++++ Gekozen fragment ++++

Niemand kan de kunstwereld claimen. Behalve kunstenaars in hun eigen werkgebied, hebben beoordelaars en bestuurders van kunstinstituties een bovengemiddelde vinger in de pap. Da’s verklaarbaar, maar ongelukkig. Het lijkt vanuit de PVV beredeneerd verstandig om te proberen deze scheefgroei door nieuw cultuurbeleid en cultuurpolitiek recht te zetten. Beter dan kunst en cultuur zelf, of de financiering ervan, af te wijzen.

Kunst ontspoort waar het pamflettisme, of nog erger partijpolitiek wordt. Of een economische investering. Kunst heeft een andere opdracht. Een politiek correcte mening heeft niet per definitie iets met kunst te maken en wordt er vaak mee verward. Zelfs met een officieel stempel van een festival of instituut. Van de hedendaagse beeldende kunst is 85% waardeloos, maar niemand weet welk deel. De meest platte installaties of films vinden publiek. Kunst die niet naar alle kanten en naar alle machtshebbers of geldschieters kritisch is, houdt op kunst te zijn. Kunst kruipt niet in het hol van de zittende macht.

De noodzaak dat kunst ergens over gaat behoeft weinig onderbouwing. De esthetische functie van uitingen die taalwetenschapper Roman Jakobson ooit omschreef schiet tekort als het blijft steken in een vorm. Het moet urgentie kennen. Maar zonder vorm gaat het evenmin.

Waarom ligt kunst in de politiek zo onder vuur? Grotere steden besteden miljoenen per jaar aan betaald voetbal waarvan men weet dat het bedrijfseconomisch niet te verantwoorden is. Maar er wordt nauwelijks een fundamentele discussie over gevoerd. Lokale bestuurders zijn bang voor de macht van de straat. Voor de stenen door de eigen ruit. Dan is weerloze kunst die actieve publieke steun mist makkelijker te plukken.

Het gebrek aan weerbaarheid valt kunst te verwijten. Kunst moet niet inbinden, maar zich juist versterken en frontaal opstellen tegenover alle maatschappelijke lafheid en gemakzucht. Kunst is de slijpsteen die de geesten scherpt en motiveert. Da’s tevens haar doodvonnis omdat kunst door de macht ingekapseld wordt om onschadelijk te worden gemaakt.

Troost is dat door eigen veerkracht kunst zich er nooit onder laat krijgen. Het heeft meer waarde dan de gemakkelijke mening van de politiek veronderstelt. Wachten is op betere tijden. Weg van de aandacht voor religie en politiek cliëntelisme. Als het dan toch niet ander kan, dan maar terug naar het burgerinitiatief. Op weg naar een nieuwe 19de eeuw.

++++ Datasetrecords ++++

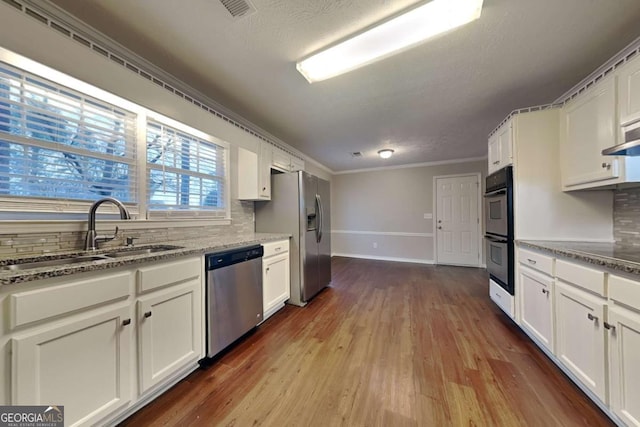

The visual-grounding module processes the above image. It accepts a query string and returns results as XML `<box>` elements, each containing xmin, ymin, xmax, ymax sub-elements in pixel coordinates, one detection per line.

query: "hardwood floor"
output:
<box><xmin>123</xmin><ymin>258</ymin><xmax>613</xmax><ymax>427</ymax></box>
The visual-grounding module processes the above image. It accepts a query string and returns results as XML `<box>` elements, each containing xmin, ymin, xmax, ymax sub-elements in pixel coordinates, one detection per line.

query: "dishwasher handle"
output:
<box><xmin>205</xmin><ymin>245</ymin><xmax>264</xmax><ymax>271</ymax></box>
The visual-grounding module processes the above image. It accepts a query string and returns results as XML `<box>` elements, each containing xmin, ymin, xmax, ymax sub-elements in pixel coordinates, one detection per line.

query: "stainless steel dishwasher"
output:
<box><xmin>205</xmin><ymin>245</ymin><xmax>264</xmax><ymax>357</ymax></box>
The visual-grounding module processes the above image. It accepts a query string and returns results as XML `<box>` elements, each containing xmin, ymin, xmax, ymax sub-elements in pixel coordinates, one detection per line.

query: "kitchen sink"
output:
<box><xmin>0</xmin><ymin>255</ymin><xmax>109</xmax><ymax>271</ymax></box>
<box><xmin>103</xmin><ymin>245</ymin><xmax>183</xmax><ymax>258</ymax></box>
<box><xmin>0</xmin><ymin>245</ymin><xmax>183</xmax><ymax>271</ymax></box>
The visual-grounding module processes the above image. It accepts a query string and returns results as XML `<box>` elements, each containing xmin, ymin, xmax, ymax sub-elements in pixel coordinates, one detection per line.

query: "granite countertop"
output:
<box><xmin>0</xmin><ymin>233</ymin><xmax>291</xmax><ymax>286</ymax></box>
<box><xmin>517</xmin><ymin>240</ymin><xmax>640</xmax><ymax>278</ymax></box>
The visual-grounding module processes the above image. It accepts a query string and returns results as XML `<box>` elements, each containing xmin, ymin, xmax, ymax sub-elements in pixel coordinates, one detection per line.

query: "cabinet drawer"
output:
<box><xmin>138</xmin><ymin>258</ymin><xmax>204</xmax><ymax>293</ymax></box>
<box><xmin>518</xmin><ymin>249</ymin><xmax>555</xmax><ymax>276</ymax></box>
<box><xmin>609</xmin><ymin>275</ymin><xmax>640</xmax><ymax>311</ymax></box>
<box><xmin>556</xmin><ymin>259</ymin><xmax>607</xmax><ymax>297</ymax></box>
<box><xmin>9</xmin><ymin>272</ymin><xmax>132</xmax><ymax>329</ymax></box>
<box><xmin>262</xmin><ymin>240</ymin><xmax>289</xmax><ymax>258</ymax></box>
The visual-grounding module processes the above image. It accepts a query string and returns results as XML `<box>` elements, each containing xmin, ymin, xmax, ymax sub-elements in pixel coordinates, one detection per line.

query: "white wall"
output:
<box><xmin>331</xmin><ymin>160</ymin><xmax>487</xmax><ymax>263</ymax></box>
<box><xmin>0</xmin><ymin>2</ymin><xmax>331</xmax><ymax>232</ymax></box>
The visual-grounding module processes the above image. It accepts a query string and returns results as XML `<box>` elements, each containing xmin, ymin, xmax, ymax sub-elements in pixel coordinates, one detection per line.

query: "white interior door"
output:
<box><xmin>435</xmin><ymin>174</ymin><xmax>480</xmax><ymax>267</ymax></box>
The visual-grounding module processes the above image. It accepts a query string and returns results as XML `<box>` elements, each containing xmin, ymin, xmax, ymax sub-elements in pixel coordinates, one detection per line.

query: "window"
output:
<box><xmin>0</xmin><ymin>48</ymin><xmax>230</xmax><ymax>224</ymax></box>
<box><xmin>146</xmin><ymin>118</ymin><xmax>228</xmax><ymax>218</ymax></box>
<box><xmin>0</xmin><ymin>62</ymin><xmax>138</xmax><ymax>212</ymax></box>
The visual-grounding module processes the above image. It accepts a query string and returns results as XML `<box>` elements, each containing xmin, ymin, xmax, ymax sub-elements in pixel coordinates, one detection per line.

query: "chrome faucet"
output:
<box><xmin>84</xmin><ymin>197</ymin><xmax>131</xmax><ymax>251</ymax></box>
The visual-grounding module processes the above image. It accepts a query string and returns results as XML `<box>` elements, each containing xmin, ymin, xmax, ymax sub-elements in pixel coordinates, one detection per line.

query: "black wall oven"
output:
<box><xmin>484</xmin><ymin>166</ymin><xmax>515</xmax><ymax>295</ymax></box>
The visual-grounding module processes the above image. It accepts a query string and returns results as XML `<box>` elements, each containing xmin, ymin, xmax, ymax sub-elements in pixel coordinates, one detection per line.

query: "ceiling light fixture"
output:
<box><xmin>378</xmin><ymin>148</ymin><xmax>393</xmax><ymax>159</ymax></box>
<box><xmin>296</xmin><ymin>0</ymin><xmax>483</xmax><ymax>83</ymax></box>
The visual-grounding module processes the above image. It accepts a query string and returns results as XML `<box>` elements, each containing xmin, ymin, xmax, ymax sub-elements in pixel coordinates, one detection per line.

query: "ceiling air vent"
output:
<box><xmin>220</xmin><ymin>0</ymin><xmax>256</xmax><ymax>19</ymax></box>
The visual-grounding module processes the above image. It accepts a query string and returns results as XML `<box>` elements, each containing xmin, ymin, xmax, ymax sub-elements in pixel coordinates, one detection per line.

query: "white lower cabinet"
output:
<box><xmin>555</xmin><ymin>280</ymin><xmax>608</xmax><ymax>404</ymax></box>
<box><xmin>518</xmin><ymin>265</ymin><xmax>554</xmax><ymax>352</ymax></box>
<box><xmin>137</xmin><ymin>281</ymin><xmax>202</xmax><ymax>394</ymax></box>
<box><xmin>11</xmin><ymin>303</ymin><xmax>135</xmax><ymax>426</ymax></box>
<box><xmin>262</xmin><ymin>240</ymin><xmax>291</xmax><ymax>320</ymax></box>
<box><xmin>0</xmin><ymin>257</ymin><xmax>204</xmax><ymax>426</ymax></box>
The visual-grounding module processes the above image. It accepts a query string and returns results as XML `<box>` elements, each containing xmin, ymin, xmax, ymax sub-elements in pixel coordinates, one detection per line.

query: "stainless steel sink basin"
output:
<box><xmin>0</xmin><ymin>255</ymin><xmax>109</xmax><ymax>271</ymax></box>
<box><xmin>103</xmin><ymin>245</ymin><xmax>183</xmax><ymax>258</ymax></box>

++++

• [Opdracht 1] Herschrijf uit het fragment over kunst en politiek het stuk van "Waarom ligt kunst" tot en met "te worden gemaakt.", en zet daarin "wetsteen" in plaats van "slijpsteen".
• [Opdracht 2] Zet het fragment over kunst en politiek voort na de laatste zin.

• [Geschreven antwoord 1]
Waarom ligt kunst in de politiek zo onder vuur? Grotere steden besteden miljoenen per jaar aan betaald voetbal waarvan men weet dat het bedrijfseconomisch niet te verantwoorden is. Maar er wordt nauwelijks een fundamentele discussie over gevoerd. Lokale bestuurders zijn bang voor de macht van de straat. Voor de stenen door de eigen ruit. Dan is weerloze kunst die actieve publieke steun mist makkelijker te plukken.

Het gebrek aan weerbaarheid valt kunst te verwijten. Kunst moet niet inbinden, maar zich juist versterken en frontaal opstellen tegenover alle maatschappelijke lafheid en gemakzucht. Kunst is de wetsteen die de geesten scherpt en motiveert. Da’s tevens haar doodvonnis omdat kunst door de macht ingekapseld wordt om onschadelijk te worden gemaakt.

• [Geschreven antwoord 2]
Foto: Jan-Peter Balkenende tussen de medaillewinnaars van de Olympische Winterspelen 2010

Kunst zonder oren 1

Is kunst het kind van de rekening? Het lijkt erop. Met name hedendaagse kunst wordt slecht begrepen. Dat betreur ik als liefhebber van beeldende kunst, film, literatuur en muziek. Het is een proces van jaren dat het zover is gekomen. Het raakt me recht in het hart. Kunst heeft geen reputatie, heeft geen oren zoals men zegt. In een serie van drie ga ik er op in.

Steden als Utrecht kenden nog in de jaren ’70 en ’80 (vdve) PvdA-wethouders van cultuur die op de bres stonden voor kunst. Die de gemeentelijke kunstinstellingen altijd het voordeel van de twijfel gunden. Befaamde ouderwetse sociaal-democraten in de lijn van Monne de Miranda en Henri Polak die vanuit hun eigen opvoeding en het voorbeeld van William Morris wisten dat kunst meer was dan kunst alleen.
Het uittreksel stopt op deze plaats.